> _REQUIRED WORK_
Beginning with the line containing "on the wall-mounted" and ending with the last line, repeat the records exactly.

> _GIVEN ENTRIES_

::::

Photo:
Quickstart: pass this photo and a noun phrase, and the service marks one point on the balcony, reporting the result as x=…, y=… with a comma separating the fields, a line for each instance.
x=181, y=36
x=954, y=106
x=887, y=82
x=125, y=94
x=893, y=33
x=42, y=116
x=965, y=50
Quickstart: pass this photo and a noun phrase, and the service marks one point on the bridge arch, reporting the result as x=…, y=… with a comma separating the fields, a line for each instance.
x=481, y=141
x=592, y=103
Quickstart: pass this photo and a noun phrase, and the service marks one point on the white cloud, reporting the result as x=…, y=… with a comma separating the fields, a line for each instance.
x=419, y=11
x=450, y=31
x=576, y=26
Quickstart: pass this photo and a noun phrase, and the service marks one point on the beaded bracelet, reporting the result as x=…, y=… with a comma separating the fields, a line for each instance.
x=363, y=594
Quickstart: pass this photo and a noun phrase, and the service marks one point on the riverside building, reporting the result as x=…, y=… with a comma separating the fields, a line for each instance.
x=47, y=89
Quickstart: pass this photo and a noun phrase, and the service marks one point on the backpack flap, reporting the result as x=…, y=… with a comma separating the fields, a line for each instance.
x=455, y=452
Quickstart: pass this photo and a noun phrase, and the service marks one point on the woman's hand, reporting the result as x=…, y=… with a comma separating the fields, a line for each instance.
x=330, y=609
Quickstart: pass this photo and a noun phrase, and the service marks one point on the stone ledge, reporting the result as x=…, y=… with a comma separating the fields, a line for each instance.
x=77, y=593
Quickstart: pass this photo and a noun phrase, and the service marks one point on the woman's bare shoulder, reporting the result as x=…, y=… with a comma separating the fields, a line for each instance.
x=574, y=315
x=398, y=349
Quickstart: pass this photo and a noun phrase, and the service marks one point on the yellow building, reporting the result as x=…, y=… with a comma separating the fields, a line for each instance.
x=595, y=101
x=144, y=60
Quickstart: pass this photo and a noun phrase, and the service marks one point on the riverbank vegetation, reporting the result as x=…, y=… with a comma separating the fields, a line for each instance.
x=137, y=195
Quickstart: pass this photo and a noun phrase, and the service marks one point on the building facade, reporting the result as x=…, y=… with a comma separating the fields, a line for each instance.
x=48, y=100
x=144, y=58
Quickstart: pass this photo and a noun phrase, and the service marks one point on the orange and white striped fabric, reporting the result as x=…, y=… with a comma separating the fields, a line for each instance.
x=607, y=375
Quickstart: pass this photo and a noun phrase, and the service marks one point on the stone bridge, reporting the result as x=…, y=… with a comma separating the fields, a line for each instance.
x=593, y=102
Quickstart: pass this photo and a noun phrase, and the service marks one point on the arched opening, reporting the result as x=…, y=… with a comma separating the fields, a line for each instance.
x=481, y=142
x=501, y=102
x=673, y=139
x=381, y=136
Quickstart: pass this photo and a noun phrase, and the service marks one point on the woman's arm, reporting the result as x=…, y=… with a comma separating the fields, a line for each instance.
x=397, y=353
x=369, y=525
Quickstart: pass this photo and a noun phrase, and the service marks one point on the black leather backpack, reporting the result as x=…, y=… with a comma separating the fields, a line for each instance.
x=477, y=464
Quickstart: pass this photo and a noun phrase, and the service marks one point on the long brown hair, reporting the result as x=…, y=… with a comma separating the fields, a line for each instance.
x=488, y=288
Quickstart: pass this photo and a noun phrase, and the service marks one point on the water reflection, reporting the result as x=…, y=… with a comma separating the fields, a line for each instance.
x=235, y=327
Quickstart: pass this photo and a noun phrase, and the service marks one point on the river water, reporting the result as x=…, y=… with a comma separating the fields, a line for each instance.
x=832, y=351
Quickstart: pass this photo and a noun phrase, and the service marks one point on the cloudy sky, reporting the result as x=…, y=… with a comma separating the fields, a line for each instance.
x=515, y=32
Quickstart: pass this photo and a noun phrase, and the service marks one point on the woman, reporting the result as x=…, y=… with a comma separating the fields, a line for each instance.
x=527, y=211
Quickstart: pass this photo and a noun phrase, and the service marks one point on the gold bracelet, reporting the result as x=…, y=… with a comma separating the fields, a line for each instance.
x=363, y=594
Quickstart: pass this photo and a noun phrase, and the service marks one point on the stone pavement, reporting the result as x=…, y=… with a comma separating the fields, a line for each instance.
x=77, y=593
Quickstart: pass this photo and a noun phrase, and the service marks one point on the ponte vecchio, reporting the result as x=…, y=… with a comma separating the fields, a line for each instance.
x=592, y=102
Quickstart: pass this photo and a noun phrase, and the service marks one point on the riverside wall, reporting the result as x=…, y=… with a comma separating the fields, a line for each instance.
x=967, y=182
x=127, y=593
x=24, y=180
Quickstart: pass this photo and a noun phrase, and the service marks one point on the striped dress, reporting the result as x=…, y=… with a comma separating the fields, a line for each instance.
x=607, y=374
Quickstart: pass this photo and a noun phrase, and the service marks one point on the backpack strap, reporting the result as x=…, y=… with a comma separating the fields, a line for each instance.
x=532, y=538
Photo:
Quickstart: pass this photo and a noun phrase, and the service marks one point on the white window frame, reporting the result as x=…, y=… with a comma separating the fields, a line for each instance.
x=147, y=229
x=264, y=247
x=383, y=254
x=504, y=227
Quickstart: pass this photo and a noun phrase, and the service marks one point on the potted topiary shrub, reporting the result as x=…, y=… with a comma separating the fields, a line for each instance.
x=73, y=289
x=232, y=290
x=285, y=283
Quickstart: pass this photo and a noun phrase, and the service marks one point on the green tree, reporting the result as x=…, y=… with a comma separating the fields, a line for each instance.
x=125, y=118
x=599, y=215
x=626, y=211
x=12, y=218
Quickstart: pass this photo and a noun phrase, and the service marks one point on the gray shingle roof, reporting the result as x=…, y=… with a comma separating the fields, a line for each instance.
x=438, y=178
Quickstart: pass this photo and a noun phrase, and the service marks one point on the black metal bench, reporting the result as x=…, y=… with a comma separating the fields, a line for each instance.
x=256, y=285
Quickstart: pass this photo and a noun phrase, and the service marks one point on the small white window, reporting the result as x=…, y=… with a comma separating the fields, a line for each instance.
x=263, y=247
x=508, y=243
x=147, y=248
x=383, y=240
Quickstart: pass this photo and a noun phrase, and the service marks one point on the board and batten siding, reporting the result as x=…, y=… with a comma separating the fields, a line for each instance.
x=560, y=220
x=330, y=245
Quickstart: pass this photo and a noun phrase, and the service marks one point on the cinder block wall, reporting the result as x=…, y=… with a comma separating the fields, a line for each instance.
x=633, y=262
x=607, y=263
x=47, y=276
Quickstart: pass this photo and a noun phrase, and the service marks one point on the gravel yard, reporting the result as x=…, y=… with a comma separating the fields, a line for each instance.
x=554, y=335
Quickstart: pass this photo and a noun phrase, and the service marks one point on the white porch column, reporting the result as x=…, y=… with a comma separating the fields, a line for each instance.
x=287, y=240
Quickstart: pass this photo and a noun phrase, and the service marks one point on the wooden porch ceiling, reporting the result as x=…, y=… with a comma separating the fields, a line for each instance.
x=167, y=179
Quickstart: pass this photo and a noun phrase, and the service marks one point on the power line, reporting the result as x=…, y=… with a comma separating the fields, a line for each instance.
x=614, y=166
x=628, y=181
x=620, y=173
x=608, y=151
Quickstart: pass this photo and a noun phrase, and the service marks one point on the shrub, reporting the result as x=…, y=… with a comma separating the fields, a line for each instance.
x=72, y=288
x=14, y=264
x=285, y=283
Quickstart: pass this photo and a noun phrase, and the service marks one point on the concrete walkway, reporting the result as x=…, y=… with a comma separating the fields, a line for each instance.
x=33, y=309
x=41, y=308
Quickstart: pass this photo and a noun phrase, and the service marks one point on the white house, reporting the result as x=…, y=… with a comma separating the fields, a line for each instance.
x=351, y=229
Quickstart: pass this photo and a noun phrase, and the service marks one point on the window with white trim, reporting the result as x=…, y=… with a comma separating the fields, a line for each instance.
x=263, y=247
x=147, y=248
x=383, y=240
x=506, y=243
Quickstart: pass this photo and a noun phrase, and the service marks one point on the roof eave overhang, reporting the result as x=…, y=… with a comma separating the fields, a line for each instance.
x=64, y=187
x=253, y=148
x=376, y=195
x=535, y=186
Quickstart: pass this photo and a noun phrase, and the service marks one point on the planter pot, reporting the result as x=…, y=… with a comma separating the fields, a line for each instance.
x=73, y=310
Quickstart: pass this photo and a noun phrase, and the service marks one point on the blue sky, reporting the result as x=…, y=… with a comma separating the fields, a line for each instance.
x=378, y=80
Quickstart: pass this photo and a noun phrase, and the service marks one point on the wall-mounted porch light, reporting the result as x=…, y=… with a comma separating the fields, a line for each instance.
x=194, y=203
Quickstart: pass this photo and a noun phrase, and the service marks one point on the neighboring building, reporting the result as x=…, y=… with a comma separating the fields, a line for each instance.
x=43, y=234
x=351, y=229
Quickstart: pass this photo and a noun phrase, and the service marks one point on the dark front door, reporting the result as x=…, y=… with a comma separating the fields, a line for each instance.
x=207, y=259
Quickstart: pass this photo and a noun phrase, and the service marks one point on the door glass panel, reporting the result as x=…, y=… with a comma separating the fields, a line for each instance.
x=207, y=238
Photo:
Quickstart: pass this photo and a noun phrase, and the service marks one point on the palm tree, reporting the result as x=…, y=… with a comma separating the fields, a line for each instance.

::::

> _SOLUTION_
Quickstart: pass this photo and a noun phrase, and the service marks one point on the wall-mounted porch light, reporting the result as x=…, y=… with a comma separating the fields, a line for each instance.
x=194, y=203
Quickstart: pass this photo and a noun phrase, and the service marks one point on the neighboring building, reporting the result as x=…, y=… with a comma separating the fields, a line for each instance.
x=43, y=234
x=351, y=229
Quickstart: pass this photo and a noun phrase, and the service marks one point on the dark front door, reporting the result as x=…, y=… with a comma separating the fields, a line for each instance.
x=207, y=259
Quickstart: pass this photo and a noun phrase, and the service marks one point on the door glass panel, reporting the result as x=…, y=… with a comma separating the fields, a line for each instance.
x=207, y=238
Photo:
Quickstart: pass this photo and a noun phrase, and the service marks one point on the palm tree, reporting the result as x=…, y=… with a comma separating the fields, a line for each instance.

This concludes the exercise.